Françoise Reynaud, Frits Gierstberg & Carlos Gollonet, "Eugène Atget - Paris" : mémoire vive

Arrivant de Madrid et de Rotterdam et avant de s’envoler pour Syndey, l’exposition itinérante pose ses planches et autres clichés au musée Carnavalet, à Paris, du 25 avril au 29 juillet 2012. Un crochet s’impose donc pour le visiteur impénitent, le curieux de passage, le passionné d’histoire et/ou de photographie. Bref, c’est incontournable une fois encore pour qui veut se nourrir de beauté(s) et d’histoire(s).Eugène Atget (1857-1927) est d’ailleurs une légende, épousant son destin comme d’autres la première venue, partant à l’aventure sans bagage mais avec passion, donc armé de l’essentiel pour réussir. Le reste n’étant que détail pour les grincheux... Dès 1888 il ose prendre des clichés et comme tout débutant, immortalise des paysages et des motifs. Puis lui vient l’idée des rues parisiennes qu’il pourra revendre à des artistes pour leur servir de modèles. Une clientèle se monte, sa réputation commence à se dessiner... Au-delà des peintres, très vite les collectionneurs vont sentir qu’ils tiennent là un oiseau rare et très vite des institutions vont s’intéresser à lui, à commencer par notre hôte, le musée Carnavalet ; puis la Bibliothèque nationale.

◆ ◆ ◆ ◆ ◆ ◆ ◆

_VOS TÂCHES_
#1 Selon le texte sur Eugène Atget, en quelle année le photographe a-t-il commencé à prendre des clichés ?
#2 Repérez toutes les lignes qui contiennent le mot "marshland" et recopiez-les.
Les lignes qui suivent n'ont aucun rapport avec le texte sur Eugène Atget.

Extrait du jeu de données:
◆ ◆ ◆ ◆ ◆ ◆ ◆

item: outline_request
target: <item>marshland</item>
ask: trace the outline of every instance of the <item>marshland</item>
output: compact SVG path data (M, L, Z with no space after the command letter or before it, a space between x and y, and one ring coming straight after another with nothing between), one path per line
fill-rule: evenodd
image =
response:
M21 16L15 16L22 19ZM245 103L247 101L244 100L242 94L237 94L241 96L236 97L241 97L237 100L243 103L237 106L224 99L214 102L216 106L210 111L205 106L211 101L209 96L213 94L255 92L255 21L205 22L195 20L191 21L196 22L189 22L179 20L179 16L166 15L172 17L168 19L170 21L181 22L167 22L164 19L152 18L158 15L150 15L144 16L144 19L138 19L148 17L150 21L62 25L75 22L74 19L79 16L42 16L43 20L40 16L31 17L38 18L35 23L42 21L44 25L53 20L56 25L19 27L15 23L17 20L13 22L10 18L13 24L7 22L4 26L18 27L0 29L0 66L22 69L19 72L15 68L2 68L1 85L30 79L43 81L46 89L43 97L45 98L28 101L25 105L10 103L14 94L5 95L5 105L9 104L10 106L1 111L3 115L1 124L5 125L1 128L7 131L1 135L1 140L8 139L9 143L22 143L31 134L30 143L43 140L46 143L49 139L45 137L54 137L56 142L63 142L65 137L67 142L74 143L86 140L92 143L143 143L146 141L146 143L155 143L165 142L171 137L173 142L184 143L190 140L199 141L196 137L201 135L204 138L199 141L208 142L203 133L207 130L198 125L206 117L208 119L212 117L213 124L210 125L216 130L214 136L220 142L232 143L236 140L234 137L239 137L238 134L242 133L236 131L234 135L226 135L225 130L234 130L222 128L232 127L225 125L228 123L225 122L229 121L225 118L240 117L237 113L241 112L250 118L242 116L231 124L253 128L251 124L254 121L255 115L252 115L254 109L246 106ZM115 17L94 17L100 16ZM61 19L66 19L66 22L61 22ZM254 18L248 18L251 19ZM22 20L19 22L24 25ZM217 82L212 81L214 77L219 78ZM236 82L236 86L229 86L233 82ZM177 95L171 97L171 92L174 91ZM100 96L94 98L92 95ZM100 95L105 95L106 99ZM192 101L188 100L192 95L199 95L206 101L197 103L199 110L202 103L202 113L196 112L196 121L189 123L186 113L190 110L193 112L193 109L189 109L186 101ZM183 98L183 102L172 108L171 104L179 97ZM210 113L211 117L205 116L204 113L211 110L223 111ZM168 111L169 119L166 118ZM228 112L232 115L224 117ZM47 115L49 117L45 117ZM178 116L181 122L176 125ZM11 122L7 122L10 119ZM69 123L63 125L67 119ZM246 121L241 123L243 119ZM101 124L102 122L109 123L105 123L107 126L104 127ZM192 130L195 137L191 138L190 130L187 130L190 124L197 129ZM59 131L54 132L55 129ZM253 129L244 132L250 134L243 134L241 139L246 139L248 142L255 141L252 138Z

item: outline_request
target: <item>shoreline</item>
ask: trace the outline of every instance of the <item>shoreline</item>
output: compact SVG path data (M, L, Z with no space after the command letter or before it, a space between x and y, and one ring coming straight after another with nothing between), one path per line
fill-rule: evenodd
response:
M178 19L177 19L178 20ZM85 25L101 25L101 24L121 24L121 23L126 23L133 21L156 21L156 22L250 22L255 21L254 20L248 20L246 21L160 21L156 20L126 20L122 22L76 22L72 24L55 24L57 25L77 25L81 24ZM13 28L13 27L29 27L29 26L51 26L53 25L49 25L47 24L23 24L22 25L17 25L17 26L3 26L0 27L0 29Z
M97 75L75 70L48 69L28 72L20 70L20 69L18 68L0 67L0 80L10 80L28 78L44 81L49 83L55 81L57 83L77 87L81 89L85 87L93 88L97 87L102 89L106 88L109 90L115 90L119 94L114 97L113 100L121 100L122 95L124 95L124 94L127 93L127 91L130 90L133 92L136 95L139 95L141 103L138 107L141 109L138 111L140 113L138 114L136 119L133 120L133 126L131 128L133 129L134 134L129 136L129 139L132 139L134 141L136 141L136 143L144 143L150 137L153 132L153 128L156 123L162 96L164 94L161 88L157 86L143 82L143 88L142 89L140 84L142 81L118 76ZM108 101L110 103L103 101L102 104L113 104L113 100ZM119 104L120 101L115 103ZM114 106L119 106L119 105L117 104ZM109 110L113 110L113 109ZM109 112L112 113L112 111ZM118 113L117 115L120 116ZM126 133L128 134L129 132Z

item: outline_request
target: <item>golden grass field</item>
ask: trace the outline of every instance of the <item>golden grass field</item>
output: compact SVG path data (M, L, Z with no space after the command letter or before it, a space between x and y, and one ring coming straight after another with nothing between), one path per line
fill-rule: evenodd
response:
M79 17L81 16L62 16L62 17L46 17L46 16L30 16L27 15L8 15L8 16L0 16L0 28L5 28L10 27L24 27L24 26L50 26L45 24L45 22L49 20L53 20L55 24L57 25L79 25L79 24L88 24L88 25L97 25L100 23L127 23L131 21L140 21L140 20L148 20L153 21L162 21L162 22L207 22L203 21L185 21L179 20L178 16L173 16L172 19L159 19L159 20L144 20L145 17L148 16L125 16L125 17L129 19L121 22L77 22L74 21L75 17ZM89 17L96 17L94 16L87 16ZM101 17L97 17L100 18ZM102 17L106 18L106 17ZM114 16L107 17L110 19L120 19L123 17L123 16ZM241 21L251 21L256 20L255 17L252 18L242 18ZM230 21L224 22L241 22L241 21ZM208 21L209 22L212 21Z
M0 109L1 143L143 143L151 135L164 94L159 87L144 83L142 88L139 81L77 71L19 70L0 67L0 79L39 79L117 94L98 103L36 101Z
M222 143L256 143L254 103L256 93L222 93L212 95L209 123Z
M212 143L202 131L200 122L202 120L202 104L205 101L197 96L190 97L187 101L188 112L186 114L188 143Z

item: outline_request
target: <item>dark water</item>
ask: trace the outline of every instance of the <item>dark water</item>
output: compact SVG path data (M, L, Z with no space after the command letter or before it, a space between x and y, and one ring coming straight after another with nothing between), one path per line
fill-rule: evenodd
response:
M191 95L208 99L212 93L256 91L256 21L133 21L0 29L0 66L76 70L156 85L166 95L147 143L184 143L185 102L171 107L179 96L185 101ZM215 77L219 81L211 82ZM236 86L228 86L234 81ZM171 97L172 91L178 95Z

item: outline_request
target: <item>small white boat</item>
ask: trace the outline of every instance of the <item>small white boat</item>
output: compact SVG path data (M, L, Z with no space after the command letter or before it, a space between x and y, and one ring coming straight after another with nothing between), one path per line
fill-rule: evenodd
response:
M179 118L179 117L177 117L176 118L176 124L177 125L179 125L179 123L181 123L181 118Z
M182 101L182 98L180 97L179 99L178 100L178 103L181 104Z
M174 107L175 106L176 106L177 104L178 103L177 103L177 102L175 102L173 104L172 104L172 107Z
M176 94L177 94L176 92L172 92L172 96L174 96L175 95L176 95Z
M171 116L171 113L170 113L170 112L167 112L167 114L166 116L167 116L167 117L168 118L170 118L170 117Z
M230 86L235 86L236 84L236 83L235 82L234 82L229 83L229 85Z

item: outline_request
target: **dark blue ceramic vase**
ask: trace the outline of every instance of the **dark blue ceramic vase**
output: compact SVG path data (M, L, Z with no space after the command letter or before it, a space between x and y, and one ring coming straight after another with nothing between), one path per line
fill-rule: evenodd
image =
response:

◆ ◆ ◆ ◆ ◆ ◆ ◆

_RÉPONSES PAR TÂCHE_
#1 En 1888.

#2
target: <item>marshland</item>
ask: trace the outline of every instance of the <item>marshland</item>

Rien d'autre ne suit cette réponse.